------ RECORD EXCERPTS ------
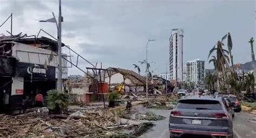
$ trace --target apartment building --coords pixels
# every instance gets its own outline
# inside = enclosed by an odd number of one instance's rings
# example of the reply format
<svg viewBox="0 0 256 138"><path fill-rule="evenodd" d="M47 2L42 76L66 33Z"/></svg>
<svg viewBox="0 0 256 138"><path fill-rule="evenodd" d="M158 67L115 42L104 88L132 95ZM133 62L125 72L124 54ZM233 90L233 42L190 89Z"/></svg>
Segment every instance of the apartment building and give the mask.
------
*EXERCISE DIRECTIONS*.
Set down every line of each entry above exactly as it appears, leaving out the pictures.

*TASK OUTPUT*.
$ trace --target apartment building --coords pixels
# every instance gets its own outline
# inside = enclosed by an odd number of one instance's rings
# example of the reply format
<svg viewBox="0 0 256 138"><path fill-rule="evenodd" d="M47 2L42 76L66 33Z"/></svg>
<svg viewBox="0 0 256 138"><path fill-rule="evenodd" d="M158 67L115 42L104 88L132 95ZM133 62L125 72L124 54ZM233 90L233 42L190 89Z"/></svg>
Segment every instance of the apartment building and give the mask.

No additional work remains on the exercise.